• **Task requirements**
Answer these questions from the text on Montana redistricting:
1. Who chairs the board of Western Native Voice?
2. Which map does Read say is the only one that gives him "any kind of opportunity," and who proposed it?
3. How many miles does Read say the district spans?

• **Passage for review**
* * * * *

Native populations in Montana were also undercounted during the 2020 Census, a point that was made by Western Native Voice Board Chair Pat Smith during Friday’s meeting.

“The 2020 census was conducted on Montana’s Indian reservations in the teeth of the deadly pandemic, and census counting efforts abruptly and arbitrarily concluded a month early at the direction of then-President Trump,” Smith said Friday.

On Tuesday, Rep. Joe Read, R-Ronan, said that maps two and three, the two maps proposed by Democrats, would put him out of running in the future. Read said he was the first Republican to win in House District 15, which included Browning, Heart Butte and parts of Arlee.

“When I ran my campaign, I never once went over to the Blackfeet Indian Reservation,” Read said.

Read said he exclusively campaigned in Lake County. He served in the 2011 legislature but lost when he ran again in 2012.

“Then the politics of the game was that it became more competitive because of the Blackfeet Tribe. Blackfeet tribal people got together and realized that there was a Republican running in that race,” he said.

Read said that HDP4, proposed by Republican Commissioner Dan Stusek, would be the only map that gives him “any kind of opportunity.”

He said where he lives now is “a property line away” from being in a competitive district. He said his house currently sits on the line between HD 15 and House District 93, the district he’s represented since 2019.

“There is no inexpensive way to campaign in that house district,” he said of HD15, noting that he would need to advertise across multiple media because radio didn’t reach his target audience.

Read said when he campaigned in Browning, he had to stay at a hotel, and because he was attending community events that weren’t related to the legislature or the campaign, he had to pay for them out of pocket. Read also said the district spans 350 miles across the continental divide, which can be expensive to drive and hazardous in the winter.

“It is difficult to be a good representative for that house district if you are from the west side of the divide,” he said.

Stusek said he’s heard the same concerns from candidates on both sides trying to campaign across the divide.

“Practical continuity is something that we should really look for for people campaigning in these districts,” Stusek said. He asked Read if the way the district is currently drawn was fair to the residents on either side of the district.

“It’s blatantly not fair to the people on this side of the divide,” Read said. “The majority of the population is over on the east side of the divide and the bigger tribal population is over on the east side of the divide.”

“I have run multiple times against tribal council and that in itself is a disadvantage for anybody who lives on this side of the reservation of that house district,” Read said.

* * * * *

• **Records provided**
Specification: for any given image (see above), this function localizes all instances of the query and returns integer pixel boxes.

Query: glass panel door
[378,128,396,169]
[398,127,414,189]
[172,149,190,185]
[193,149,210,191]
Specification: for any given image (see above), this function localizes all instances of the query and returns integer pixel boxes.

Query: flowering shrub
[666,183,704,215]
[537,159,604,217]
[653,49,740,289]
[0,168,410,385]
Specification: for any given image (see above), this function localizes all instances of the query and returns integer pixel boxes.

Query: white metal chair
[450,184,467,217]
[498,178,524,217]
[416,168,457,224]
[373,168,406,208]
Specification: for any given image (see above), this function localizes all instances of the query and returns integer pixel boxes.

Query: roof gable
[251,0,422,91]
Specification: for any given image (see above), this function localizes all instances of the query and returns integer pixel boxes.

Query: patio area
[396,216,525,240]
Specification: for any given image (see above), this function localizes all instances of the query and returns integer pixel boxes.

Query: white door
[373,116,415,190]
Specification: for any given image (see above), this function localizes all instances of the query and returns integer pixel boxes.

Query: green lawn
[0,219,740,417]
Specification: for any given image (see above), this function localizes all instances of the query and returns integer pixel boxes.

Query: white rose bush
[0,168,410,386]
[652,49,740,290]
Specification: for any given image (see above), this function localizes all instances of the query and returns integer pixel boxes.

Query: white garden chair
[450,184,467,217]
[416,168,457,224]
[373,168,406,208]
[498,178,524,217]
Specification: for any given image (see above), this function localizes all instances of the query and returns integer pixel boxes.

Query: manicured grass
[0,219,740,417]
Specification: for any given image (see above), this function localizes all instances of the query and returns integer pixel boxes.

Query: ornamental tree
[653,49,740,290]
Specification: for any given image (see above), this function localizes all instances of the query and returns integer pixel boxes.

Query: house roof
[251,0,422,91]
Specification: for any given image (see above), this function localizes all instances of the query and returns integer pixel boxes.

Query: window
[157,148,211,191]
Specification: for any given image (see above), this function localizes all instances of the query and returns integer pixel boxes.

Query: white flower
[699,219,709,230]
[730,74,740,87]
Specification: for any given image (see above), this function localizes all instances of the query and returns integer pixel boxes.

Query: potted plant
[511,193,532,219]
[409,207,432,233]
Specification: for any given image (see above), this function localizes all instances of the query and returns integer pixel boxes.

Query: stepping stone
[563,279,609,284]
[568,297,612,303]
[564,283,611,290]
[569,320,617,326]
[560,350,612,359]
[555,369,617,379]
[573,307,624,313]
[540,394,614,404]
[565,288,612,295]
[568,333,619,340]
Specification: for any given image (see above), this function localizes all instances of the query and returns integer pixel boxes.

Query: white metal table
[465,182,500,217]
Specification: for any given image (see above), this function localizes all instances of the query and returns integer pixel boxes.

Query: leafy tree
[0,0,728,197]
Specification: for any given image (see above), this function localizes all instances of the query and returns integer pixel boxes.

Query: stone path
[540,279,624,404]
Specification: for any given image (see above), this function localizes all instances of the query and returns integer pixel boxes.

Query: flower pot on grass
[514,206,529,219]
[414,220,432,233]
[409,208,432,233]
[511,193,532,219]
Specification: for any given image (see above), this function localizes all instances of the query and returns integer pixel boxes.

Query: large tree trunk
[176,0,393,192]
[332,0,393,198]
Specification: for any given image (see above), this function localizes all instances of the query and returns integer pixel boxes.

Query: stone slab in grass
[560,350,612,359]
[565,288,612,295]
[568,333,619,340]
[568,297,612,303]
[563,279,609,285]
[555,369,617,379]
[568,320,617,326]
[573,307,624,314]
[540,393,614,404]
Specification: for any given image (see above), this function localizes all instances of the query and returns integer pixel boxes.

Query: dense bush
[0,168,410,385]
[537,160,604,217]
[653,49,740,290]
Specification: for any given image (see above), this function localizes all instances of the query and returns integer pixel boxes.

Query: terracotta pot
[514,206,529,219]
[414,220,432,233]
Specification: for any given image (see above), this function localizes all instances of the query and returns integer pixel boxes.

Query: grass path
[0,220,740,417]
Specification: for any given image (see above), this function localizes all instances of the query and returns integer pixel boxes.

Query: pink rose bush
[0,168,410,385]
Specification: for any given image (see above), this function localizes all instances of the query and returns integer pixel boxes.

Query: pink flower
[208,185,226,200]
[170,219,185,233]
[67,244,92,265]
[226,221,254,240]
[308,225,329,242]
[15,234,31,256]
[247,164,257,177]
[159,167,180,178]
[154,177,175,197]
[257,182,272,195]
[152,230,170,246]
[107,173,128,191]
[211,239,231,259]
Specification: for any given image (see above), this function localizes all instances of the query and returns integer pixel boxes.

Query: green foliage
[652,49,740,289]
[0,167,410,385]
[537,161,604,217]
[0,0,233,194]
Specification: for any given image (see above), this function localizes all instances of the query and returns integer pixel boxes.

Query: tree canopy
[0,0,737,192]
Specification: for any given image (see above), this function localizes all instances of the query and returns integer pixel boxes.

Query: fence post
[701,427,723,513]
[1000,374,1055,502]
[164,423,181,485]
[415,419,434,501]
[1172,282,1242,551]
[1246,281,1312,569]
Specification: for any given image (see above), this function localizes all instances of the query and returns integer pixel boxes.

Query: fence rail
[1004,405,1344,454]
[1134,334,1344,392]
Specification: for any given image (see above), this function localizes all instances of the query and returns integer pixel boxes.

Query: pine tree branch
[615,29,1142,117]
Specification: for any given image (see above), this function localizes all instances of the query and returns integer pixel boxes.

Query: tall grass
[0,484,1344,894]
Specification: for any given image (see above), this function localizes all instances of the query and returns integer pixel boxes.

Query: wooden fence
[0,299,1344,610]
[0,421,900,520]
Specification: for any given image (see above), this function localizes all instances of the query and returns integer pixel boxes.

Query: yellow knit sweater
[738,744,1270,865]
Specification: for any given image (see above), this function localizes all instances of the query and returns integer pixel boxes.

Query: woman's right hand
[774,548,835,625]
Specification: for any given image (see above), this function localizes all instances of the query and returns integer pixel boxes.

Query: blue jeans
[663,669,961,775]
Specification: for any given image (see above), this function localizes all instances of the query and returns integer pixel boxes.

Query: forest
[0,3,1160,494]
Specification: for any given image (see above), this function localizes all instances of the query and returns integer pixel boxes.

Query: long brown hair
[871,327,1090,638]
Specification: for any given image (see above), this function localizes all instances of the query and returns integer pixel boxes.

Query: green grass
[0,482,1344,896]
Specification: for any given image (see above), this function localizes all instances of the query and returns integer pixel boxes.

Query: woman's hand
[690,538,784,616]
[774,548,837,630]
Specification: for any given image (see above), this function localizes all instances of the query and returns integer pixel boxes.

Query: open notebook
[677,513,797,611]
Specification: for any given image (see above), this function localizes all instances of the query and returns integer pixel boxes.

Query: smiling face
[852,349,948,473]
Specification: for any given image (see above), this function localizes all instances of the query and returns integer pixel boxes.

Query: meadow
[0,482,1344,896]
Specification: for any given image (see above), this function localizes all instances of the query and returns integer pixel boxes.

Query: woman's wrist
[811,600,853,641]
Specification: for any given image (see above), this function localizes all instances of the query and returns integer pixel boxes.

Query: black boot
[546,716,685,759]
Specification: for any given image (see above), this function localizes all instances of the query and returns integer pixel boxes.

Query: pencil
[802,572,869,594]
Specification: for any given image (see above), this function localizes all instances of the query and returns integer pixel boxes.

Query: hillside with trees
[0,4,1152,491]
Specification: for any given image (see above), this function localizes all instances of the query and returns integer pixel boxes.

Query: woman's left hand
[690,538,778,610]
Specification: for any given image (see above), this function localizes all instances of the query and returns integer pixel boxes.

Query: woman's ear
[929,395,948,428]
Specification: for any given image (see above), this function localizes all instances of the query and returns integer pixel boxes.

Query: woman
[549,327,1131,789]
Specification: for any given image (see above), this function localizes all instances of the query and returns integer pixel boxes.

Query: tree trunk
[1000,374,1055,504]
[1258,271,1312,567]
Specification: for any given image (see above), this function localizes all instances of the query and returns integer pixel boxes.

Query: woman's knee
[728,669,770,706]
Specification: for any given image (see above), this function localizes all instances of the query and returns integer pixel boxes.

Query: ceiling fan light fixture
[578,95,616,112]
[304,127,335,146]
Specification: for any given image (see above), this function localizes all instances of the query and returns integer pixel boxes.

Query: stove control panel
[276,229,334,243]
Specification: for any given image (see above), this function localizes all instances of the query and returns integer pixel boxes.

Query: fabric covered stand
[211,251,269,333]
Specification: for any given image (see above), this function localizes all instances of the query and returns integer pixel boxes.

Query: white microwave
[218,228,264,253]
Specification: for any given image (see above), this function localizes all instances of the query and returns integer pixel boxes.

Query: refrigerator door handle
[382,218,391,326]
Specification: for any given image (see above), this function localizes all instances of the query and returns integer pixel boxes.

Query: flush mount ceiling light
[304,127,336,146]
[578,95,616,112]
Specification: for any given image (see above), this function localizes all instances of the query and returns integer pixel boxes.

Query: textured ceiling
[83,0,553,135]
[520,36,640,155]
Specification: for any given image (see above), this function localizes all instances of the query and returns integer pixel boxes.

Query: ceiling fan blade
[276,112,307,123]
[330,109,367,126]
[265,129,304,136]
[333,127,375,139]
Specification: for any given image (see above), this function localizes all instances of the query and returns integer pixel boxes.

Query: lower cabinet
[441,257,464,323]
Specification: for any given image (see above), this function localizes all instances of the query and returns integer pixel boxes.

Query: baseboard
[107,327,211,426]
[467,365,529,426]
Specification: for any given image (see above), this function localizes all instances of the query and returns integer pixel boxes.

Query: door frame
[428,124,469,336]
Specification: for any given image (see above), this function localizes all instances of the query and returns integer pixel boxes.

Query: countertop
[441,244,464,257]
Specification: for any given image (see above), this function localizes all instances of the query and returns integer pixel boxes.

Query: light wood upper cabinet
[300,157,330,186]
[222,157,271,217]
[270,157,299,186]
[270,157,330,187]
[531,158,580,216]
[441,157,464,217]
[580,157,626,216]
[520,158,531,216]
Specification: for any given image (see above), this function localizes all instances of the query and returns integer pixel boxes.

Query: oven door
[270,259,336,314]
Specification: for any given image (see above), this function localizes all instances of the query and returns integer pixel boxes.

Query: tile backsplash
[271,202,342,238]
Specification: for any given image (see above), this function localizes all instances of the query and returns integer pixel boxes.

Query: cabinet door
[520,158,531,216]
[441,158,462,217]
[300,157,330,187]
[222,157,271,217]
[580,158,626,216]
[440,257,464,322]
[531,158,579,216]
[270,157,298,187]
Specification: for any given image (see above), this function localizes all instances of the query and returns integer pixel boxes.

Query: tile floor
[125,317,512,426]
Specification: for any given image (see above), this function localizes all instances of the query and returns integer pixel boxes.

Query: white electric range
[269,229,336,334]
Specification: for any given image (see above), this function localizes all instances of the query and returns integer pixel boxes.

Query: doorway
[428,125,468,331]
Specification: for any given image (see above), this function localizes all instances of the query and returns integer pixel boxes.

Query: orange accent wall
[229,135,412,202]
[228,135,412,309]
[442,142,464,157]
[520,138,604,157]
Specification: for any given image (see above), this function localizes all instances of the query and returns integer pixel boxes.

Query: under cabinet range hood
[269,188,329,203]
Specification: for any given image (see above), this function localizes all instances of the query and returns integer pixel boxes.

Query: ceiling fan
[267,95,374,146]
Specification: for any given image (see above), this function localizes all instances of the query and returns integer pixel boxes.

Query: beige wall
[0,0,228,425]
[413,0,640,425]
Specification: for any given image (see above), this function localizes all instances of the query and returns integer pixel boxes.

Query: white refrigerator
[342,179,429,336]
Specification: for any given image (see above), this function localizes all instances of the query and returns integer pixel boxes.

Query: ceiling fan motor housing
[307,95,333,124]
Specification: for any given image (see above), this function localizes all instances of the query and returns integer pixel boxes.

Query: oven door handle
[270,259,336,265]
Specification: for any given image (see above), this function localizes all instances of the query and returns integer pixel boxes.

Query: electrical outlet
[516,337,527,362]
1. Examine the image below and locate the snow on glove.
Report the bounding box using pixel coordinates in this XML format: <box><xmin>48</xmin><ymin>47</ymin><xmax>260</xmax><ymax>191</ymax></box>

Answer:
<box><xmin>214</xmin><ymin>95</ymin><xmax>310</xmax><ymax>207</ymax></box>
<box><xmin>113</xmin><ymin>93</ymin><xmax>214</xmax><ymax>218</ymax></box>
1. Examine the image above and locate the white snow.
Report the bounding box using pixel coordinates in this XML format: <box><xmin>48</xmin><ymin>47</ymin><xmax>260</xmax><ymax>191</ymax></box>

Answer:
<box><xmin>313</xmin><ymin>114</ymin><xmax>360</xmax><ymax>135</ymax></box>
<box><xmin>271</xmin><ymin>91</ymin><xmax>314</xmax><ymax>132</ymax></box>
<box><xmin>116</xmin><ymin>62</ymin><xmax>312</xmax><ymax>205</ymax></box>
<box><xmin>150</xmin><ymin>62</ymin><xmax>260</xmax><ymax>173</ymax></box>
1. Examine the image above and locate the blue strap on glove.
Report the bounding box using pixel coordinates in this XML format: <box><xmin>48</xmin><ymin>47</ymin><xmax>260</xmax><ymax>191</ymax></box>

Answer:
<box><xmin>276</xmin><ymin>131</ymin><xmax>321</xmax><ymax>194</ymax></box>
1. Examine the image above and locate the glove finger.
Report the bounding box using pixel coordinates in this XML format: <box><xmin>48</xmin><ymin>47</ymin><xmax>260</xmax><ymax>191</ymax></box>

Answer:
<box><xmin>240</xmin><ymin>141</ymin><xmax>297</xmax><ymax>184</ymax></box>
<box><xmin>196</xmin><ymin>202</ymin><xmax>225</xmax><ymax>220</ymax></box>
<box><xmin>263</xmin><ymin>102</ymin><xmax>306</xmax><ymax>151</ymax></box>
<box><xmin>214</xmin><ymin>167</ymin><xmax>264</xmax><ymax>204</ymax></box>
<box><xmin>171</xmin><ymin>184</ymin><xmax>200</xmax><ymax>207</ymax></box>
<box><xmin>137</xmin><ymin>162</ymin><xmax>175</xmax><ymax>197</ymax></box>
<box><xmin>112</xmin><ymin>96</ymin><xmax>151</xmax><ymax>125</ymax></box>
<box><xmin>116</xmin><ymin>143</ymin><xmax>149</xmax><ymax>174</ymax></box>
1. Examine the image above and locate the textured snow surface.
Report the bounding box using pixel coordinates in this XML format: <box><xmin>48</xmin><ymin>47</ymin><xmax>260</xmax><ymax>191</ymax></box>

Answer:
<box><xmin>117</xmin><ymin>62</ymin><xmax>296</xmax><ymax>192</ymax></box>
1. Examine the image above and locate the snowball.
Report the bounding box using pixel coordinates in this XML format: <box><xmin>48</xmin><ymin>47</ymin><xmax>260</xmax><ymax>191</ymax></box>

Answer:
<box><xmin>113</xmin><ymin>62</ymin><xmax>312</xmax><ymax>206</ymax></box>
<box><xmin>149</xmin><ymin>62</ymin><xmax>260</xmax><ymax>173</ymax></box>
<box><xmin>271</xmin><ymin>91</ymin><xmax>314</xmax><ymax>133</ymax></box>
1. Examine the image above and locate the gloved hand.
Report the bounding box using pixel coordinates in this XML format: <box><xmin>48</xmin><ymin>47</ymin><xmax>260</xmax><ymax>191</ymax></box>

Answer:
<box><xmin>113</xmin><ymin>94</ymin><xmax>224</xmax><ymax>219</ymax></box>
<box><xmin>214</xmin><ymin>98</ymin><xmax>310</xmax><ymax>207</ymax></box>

* * * * *

• **Answer for the task**
1. Pat Smith
2. HDP4, proposed by Republican Commissioner Dan Stusek
3. 350 miles